:: QUOTED TEXT

Moni Singh in his whole life struggled for combating fanatic horror, Pakistani and British occupied forces with a strong belief in socialism where health care is by default a basic right, not a commodity. As an eminent freedom fighter he not only contributed to our struggle for independence but devoted his whole life for the emancipation of working class of our society. When we read the political history of our country, his name comes with a strong message of sacrifice, dedication and patriotism and especially of class-struggle.
We often fascinated with stories of foreign revolutionaries but sometimes fail to notice the heroic chronicles of revolutionaries of our soil. 31st December 2020 is the 30th death anniversary of legendary Bangalee revolutionary Comrade Moni Singh. Born in a middle class family in Kolkata on 28th July of 1901, young Moni Singh moved to 'Susong Durgapur' of the then Mymensingh district (now Netrokona) due to untimely death of his father. School-boy Moni Singh took part in the struggle against British colonial rule. He joined anti-colonial armed group 'Anushilon (practice)'.
In his autobiography he admitted that the spirit of 'Khelafat Movement' and 'Non-Cooperation Movement' against British Raj highly influenced young Moni Singh. Consequently, he became one of those young revolutionaries who took the risk of life to make free the country from British colonialism. British government of that time declared arrest warrant against Moni Singh and other revolutionaries. At that time this type of arrest warrant was equivalent of capital punishment, since the British colonial rulers considered that democratic struggle for freedom equivalent to treason.
Bearing this arrest warrant young Moni Singh continued tireless political campaign all over the country for freedom and self determination. In 1921 he simultaneously organized peasant movement in his own locality of Susong Durgapur and labour movement in Kolkata. By his brilliant understanding over labour movement young trade unionist Moni Singh even compelled Netaji Subhash Basu to fulfil the demands of textile workers.
By this time the overwhelming wave of the Russian Socialist revolution reached in oppressed India and young Moni Singh was strongly influenced by the thoughts of that revolution and later in 1925 he met with renowned revolutionary Gopen Chakravarty. After discussion with that revolutionary leader he took Marxism-Leninism as his political ideology. Obtaining a membership of Communist Party was very difficult at that time.

::::
:: DATA SUPPLIED

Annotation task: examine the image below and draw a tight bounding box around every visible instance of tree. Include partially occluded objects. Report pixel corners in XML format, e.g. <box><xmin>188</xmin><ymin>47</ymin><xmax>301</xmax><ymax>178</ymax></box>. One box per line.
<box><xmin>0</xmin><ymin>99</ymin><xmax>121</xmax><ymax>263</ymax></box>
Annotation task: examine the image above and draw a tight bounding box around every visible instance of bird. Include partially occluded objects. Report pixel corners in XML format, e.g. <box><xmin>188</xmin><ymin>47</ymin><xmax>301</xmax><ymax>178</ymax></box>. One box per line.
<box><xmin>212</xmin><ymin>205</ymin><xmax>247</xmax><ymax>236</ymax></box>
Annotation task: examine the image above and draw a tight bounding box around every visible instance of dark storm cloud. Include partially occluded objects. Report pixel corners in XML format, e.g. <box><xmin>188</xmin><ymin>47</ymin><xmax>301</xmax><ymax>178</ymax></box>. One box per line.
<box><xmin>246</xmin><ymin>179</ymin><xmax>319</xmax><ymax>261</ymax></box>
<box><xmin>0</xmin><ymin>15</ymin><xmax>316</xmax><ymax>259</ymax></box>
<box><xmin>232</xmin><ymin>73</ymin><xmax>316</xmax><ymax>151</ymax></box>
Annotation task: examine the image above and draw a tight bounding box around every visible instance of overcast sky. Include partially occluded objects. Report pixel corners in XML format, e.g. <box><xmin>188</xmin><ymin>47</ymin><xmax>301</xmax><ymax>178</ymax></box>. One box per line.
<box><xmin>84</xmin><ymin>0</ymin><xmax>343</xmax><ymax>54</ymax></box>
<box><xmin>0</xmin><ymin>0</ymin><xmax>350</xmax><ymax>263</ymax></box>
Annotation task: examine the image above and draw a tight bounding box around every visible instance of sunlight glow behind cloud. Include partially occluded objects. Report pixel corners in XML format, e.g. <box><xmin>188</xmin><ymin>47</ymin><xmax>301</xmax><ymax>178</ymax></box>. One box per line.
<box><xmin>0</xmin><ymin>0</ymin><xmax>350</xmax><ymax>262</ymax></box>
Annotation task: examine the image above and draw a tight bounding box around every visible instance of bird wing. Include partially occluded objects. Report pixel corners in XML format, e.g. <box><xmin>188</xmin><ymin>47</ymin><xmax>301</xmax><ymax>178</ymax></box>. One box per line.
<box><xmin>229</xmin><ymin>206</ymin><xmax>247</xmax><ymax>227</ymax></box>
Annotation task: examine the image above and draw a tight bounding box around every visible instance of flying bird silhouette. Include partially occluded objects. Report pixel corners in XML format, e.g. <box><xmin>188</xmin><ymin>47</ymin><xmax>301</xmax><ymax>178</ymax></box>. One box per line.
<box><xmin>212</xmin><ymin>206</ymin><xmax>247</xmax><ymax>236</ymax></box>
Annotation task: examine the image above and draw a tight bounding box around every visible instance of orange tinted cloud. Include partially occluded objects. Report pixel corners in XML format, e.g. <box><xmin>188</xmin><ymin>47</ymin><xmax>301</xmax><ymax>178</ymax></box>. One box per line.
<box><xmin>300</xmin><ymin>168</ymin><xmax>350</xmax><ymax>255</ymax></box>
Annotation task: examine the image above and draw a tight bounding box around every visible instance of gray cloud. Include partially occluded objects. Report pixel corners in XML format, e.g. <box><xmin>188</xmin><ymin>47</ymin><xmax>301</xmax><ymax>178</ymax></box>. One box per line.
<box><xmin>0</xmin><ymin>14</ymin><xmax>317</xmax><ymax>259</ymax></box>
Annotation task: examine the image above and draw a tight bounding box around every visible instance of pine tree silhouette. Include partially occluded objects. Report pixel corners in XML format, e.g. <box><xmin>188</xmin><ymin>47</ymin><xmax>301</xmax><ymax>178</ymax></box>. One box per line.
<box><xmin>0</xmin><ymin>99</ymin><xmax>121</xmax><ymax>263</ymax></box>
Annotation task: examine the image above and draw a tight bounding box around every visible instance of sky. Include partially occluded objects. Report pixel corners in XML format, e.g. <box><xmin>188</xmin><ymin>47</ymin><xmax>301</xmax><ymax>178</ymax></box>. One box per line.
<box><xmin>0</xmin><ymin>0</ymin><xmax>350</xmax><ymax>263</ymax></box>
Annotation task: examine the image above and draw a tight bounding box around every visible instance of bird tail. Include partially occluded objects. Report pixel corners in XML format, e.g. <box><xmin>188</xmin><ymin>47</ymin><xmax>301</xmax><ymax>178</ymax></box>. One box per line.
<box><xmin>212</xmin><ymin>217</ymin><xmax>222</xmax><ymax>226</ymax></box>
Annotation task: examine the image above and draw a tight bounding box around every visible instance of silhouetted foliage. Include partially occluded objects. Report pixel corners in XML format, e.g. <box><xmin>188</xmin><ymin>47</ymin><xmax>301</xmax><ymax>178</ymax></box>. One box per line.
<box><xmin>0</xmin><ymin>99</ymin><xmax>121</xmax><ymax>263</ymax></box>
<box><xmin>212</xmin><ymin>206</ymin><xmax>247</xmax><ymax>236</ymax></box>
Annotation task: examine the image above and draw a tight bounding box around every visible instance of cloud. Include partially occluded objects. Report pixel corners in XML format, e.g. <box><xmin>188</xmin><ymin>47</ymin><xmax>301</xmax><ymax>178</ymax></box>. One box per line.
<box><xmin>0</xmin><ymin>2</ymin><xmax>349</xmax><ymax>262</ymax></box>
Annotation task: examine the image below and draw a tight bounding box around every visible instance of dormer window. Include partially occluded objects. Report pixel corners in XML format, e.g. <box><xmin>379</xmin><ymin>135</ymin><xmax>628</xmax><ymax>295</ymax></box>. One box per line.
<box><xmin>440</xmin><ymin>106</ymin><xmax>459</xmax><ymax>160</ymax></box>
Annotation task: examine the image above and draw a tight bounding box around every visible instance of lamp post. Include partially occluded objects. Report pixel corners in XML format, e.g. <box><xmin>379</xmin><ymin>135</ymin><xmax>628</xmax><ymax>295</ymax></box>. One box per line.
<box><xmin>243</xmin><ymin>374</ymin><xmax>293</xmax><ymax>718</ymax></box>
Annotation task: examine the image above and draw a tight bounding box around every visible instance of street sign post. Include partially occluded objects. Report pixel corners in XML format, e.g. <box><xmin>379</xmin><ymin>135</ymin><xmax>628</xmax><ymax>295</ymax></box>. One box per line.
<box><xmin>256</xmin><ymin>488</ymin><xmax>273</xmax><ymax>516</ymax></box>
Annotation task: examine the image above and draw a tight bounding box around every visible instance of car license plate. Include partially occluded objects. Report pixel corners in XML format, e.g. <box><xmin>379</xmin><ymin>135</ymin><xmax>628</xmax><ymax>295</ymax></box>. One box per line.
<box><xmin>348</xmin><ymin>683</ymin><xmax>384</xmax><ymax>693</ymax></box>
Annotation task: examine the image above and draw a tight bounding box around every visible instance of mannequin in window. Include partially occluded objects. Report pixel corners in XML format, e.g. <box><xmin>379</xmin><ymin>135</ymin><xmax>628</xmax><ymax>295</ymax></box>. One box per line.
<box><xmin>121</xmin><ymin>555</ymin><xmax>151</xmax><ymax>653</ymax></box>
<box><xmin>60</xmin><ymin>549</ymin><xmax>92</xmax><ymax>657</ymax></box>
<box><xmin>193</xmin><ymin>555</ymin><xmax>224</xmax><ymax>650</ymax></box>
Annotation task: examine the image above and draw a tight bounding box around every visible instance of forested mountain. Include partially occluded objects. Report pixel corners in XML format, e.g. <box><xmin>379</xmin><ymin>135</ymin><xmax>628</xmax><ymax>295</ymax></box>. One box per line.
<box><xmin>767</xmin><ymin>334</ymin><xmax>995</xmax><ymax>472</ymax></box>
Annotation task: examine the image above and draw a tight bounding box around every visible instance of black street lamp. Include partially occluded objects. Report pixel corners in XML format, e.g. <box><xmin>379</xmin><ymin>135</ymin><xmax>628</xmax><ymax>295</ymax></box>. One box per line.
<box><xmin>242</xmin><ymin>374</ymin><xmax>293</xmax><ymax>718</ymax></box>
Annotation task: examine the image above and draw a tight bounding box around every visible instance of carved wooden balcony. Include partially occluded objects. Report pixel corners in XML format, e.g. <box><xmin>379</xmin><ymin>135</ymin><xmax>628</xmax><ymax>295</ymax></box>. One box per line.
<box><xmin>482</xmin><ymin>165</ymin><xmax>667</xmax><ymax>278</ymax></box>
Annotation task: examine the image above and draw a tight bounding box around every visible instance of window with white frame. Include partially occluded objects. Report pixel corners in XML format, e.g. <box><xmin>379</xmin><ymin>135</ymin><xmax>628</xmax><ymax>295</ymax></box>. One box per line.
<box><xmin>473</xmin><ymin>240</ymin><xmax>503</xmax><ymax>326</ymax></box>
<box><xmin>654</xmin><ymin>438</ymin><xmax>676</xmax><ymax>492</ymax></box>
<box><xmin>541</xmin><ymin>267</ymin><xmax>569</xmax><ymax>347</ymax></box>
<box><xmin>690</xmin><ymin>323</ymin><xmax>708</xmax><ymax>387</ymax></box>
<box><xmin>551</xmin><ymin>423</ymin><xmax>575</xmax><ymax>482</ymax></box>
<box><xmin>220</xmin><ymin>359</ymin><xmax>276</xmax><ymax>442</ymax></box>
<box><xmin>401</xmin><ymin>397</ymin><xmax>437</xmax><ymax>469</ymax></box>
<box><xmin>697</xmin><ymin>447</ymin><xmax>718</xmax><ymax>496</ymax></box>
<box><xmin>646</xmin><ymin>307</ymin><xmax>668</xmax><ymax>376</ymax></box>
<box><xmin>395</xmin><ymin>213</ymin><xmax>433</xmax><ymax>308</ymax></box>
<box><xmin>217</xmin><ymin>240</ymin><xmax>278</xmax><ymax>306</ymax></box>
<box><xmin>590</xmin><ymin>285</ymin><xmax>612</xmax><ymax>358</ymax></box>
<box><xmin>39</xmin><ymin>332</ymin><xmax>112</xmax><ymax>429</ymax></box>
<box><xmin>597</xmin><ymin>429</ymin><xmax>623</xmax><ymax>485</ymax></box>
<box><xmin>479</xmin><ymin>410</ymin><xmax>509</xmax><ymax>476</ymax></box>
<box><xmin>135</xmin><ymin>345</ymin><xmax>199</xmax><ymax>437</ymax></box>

::::

### PARTS OF THE EXERCISE
1 > Show every line of the listing above that contains the word "wooden", copied in full.
2 > Extend the passage on Moni Singh, picking up right after its final sentence.

### EXPECTED ANSWERS
1 >
Annotation task: examine the image above and draw a tight bounding box around every visible instance of carved wooden balcony. Include partially occluded objects. Report pixel corners in XML format, e.g. <box><xmin>379</xmin><ymin>135</ymin><xmax>628</xmax><ymax>295</ymax></box>. One box per line.

2 >
In 1928 Moni Singh dedicated himself as a full-time activist of the Communist Party and closely involved with trade union movement in Kolkata. His vibrant role in this struggle made him enemy of the ruling class and he was imprisoned for five years in 9th May of 1930. He was released from jail in 1935 but remained house-arrest till 1937 in his maternal home Susong Durgapur. During his captive-time in Susong Durgapur he again started mobilizing peasants and 'Khetmajur' (agricultural workers) to protect their rights. This time his maternal-uncles, who were jamindar (land lord) of Susong Durgapur became his opposition. Despite strong obstacle from own family revolutionary Moni Singh courageously stood for the just cause of rural poor. This made him a well-known peasant's leader of that area.
During that time he again imprisoned for one and half years for demanding proper price of Jute. He was given membership of the Communist Party after his release from jail in 1937. Then he decided to restart trade union movement in Kolkata but indigenous communities of Susong Durgapur like 'Garo' and 'Hajong' seriously requested him not to move Kolkata but to start a movement against 'Tonk System' (a coercive taxation on peasants by local land lords). Comrade Moni Singh could not ignore this appeal from the rural poor. He wholeheartedly concentrated his activity on 'anti-Tonk movement' and became the unanimous leader of this movement.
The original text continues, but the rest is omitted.